▶ **Problem statement**: Count the lines in the data below that contain the string "shirt". Reply with only that number.

**** Data for the task ****

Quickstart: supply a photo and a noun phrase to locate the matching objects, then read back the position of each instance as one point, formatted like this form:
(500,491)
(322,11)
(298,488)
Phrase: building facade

****
**** Data for the task ****

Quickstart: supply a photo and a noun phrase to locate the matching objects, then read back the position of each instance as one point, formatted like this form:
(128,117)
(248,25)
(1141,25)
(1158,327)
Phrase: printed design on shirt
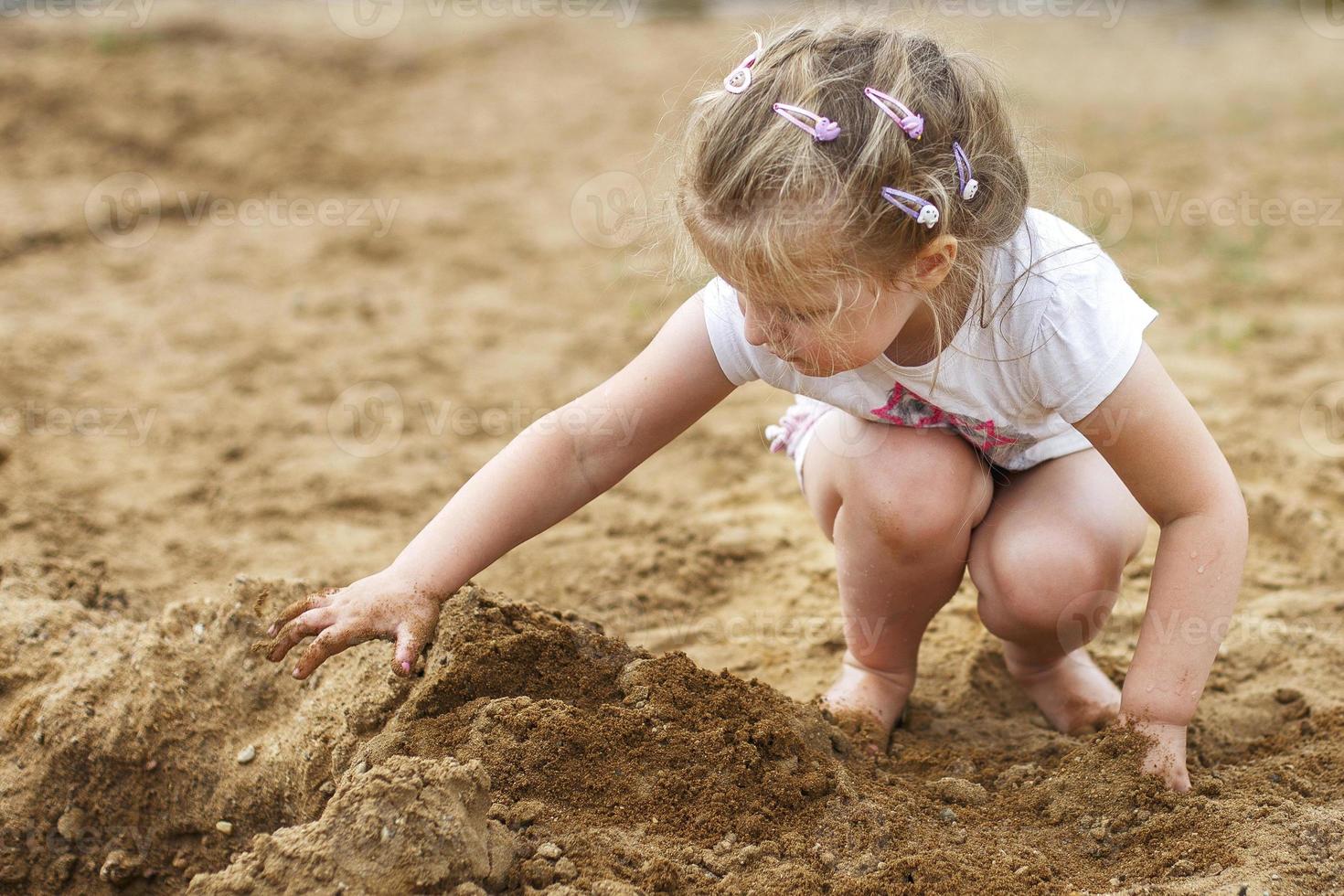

****
**** Data for the task ****

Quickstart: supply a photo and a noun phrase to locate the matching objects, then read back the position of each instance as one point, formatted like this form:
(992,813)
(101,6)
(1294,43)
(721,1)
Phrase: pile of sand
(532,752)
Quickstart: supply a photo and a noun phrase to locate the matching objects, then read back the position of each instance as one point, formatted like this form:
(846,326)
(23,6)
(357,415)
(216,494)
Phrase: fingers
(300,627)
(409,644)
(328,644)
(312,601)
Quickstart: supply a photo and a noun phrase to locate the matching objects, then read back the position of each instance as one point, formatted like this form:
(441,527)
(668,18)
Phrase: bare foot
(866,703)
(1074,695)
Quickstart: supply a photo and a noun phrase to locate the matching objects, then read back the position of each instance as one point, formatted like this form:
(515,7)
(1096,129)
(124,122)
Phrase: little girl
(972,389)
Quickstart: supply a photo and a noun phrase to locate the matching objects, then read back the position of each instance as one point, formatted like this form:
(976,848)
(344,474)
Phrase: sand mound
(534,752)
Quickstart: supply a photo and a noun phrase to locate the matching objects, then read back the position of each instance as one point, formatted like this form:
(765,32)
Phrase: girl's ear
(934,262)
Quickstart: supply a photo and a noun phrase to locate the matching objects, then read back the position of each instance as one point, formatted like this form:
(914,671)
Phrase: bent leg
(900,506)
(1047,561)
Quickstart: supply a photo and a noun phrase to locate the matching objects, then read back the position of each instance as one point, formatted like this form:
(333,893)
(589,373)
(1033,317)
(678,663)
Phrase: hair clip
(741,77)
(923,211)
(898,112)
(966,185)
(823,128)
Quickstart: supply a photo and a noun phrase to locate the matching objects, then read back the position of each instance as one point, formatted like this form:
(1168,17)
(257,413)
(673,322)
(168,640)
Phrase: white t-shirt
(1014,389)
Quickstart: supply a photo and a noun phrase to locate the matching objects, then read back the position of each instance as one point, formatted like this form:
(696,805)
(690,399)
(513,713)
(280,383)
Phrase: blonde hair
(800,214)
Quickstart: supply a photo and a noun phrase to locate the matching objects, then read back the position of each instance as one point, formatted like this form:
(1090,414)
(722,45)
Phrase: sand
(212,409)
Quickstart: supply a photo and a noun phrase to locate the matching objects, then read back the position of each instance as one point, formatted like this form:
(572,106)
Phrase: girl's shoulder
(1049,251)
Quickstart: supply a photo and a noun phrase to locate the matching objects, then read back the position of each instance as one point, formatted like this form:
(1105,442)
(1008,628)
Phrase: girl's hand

****

▶ **Answer to this exercise**: 2